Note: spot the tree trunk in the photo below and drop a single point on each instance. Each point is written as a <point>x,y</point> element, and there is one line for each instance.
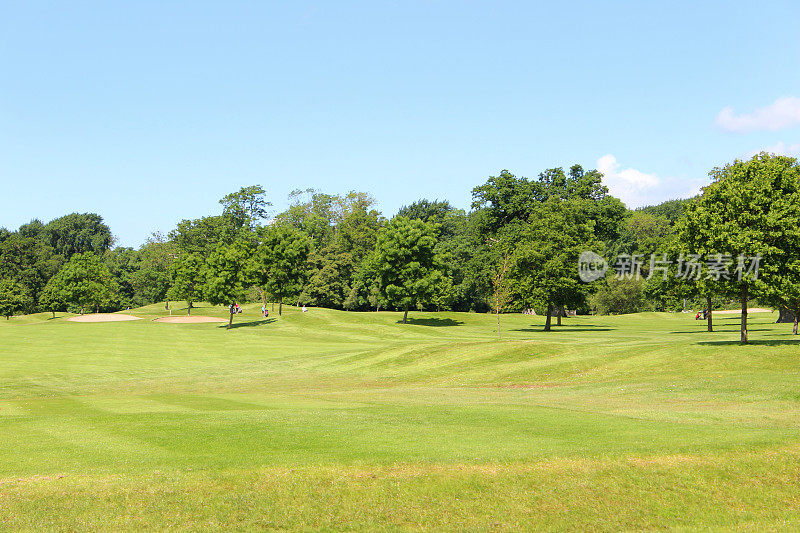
<point>549,316</point>
<point>743,339</point>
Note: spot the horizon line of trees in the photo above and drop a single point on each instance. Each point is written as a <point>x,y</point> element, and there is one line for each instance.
<point>516,249</point>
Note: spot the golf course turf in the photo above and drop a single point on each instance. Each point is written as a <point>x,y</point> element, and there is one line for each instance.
<point>338,420</point>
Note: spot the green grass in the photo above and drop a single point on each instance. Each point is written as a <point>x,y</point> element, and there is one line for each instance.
<point>334,420</point>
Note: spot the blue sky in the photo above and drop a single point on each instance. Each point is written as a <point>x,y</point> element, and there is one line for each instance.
<point>149,112</point>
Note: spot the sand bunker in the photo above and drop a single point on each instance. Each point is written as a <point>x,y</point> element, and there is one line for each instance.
<point>103,317</point>
<point>739,311</point>
<point>189,319</point>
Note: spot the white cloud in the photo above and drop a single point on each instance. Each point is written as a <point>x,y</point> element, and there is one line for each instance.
<point>629,185</point>
<point>784,149</point>
<point>792,150</point>
<point>781,114</point>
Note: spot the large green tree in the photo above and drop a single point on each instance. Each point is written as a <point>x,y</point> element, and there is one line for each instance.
<point>14,298</point>
<point>246,207</point>
<point>547,249</point>
<point>227,275</point>
<point>743,214</point>
<point>280,262</point>
<point>77,233</point>
<point>85,282</point>
<point>405,264</point>
<point>188,280</point>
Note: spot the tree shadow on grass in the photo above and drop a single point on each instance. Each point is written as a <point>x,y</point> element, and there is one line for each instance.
<point>433,322</point>
<point>567,328</point>
<point>250,324</point>
<point>795,342</point>
<point>717,330</point>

* What you should do
The whole listing above should be restated word for word, minus any images.

* Response to the exercise
Note: spot the tree trunk in the photo below and drop a single point on each instance. Each point is written as a <point>x,y</point> element, and there is one line for each instance.
<point>549,316</point>
<point>743,339</point>
Note: spot the horizon line of trees in the photo above and drop a single point on each instance. Each point is written as a <point>x,y</point> element, and there is one line for each instance.
<point>516,249</point>
Note: spot the golf course turf in the photo above and drop a single point on each instance. Each point is written as a <point>x,y</point> element, and there is one line for each instance.
<point>338,420</point>
Note: spot the green grass in the photo above and drop a single point on each instance. Each point is written as a <point>x,y</point> element, and there is one line for each instance.
<point>334,420</point>
Note: spot the blue sky in the photo above and drop a single point on each instance. Each point is written as a <point>x,y</point> element, and there is one line for each instance.
<point>149,112</point>
Note: spot the sand bunker in the photo above and drop a single point on each instance. Each point is written as a <point>x,y</point> element, and there is one line for each instance.
<point>103,317</point>
<point>739,311</point>
<point>189,319</point>
Note: spot the white cloud in the photo above and drop a single point on each instance. Each point is written as a <point>x,y</point> element, and there is one line for each instance.
<point>629,185</point>
<point>784,149</point>
<point>792,150</point>
<point>781,114</point>
Note: spot the large green tree in the photo above and drop a single point on each instance. Each point is written as a <point>x,y</point> element, and there is one line for each instance.
<point>14,298</point>
<point>246,207</point>
<point>547,249</point>
<point>227,275</point>
<point>743,214</point>
<point>280,262</point>
<point>77,233</point>
<point>85,282</point>
<point>405,264</point>
<point>188,280</point>
Note: spot the tree shadow on grass in the photo above and drop a single point on each instance. Each point is written as a <point>x,y</point> element, and there is one line for each instance.
<point>433,322</point>
<point>567,328</point>
<point>250,324</point>
<point>795,342</point>
<point>717,330</point>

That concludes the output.